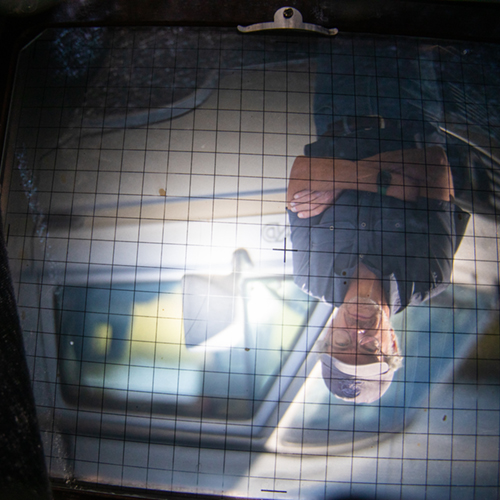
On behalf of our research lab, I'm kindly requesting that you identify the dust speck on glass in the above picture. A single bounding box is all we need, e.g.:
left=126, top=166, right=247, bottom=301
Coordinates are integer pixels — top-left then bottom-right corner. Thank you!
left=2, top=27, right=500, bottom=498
==
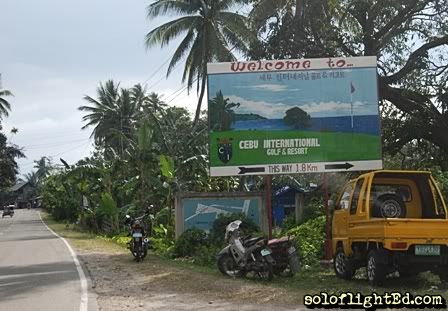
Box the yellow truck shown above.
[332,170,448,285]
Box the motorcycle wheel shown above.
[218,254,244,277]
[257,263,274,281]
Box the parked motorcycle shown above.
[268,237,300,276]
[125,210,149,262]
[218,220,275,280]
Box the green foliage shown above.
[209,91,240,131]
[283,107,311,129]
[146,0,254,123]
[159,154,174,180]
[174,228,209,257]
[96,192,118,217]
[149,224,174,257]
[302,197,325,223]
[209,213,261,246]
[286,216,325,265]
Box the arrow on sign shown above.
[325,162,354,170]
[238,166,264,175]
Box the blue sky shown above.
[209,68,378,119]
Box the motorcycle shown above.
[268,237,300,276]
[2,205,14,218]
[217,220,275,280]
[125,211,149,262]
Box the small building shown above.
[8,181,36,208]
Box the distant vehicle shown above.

- [What you will do]
Output the lines from the records that run from the one containing "On behalf of" through the one containing "left=2, top=27, right=500, bottom=498", both included, reproducing them exactly as they appear.

- [Final result]
On behalf of our research lab, I'm kindly requesting that you identify the dust speck on glass in the above picture. A single bounding box is all we need, e.g.:
left=126, top=166, right=247, bottom=301
Coordinates are integer pixels — top-left then bottom-right corner. Thank you!
left=2, top=27, right=500, bottom=498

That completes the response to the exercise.